(Pointing and labeling data)
^^^^^^^^^^^^^^^^
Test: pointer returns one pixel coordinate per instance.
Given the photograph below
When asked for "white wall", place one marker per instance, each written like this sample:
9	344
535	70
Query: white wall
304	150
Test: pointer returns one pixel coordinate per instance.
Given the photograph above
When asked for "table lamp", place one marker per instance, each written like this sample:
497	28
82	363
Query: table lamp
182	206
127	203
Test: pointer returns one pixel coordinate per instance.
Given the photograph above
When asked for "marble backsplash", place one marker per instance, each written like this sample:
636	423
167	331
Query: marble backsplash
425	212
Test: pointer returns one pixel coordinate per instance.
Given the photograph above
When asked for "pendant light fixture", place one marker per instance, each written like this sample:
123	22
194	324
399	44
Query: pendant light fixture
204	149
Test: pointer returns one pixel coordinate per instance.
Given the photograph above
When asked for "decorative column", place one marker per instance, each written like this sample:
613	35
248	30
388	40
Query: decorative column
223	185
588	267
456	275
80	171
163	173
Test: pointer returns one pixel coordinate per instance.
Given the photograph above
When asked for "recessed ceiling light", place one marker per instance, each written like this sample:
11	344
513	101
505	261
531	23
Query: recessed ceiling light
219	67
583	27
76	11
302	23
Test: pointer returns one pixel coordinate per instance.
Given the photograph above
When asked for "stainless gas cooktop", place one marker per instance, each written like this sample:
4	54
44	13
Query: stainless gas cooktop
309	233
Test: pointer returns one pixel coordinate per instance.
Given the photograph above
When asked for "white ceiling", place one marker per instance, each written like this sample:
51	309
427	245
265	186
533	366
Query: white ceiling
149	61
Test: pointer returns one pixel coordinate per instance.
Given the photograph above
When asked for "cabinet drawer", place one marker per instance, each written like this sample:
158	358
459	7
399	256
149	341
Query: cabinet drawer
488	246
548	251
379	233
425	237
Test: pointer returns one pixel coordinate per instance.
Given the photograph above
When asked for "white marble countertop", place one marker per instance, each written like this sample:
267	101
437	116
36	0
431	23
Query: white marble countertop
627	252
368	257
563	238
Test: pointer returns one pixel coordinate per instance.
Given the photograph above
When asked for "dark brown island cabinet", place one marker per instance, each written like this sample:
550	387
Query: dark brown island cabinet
^^^^^^^^^^^^^^^^
TASK DIRECTIONS:
Find every line in the data above that contains the word "decorative", and copy each of those lines.

ANSWER TO THIS PROBLEM:
When asked for "decorative column", place one marker per instance, each written like this sample:
Query: decorative column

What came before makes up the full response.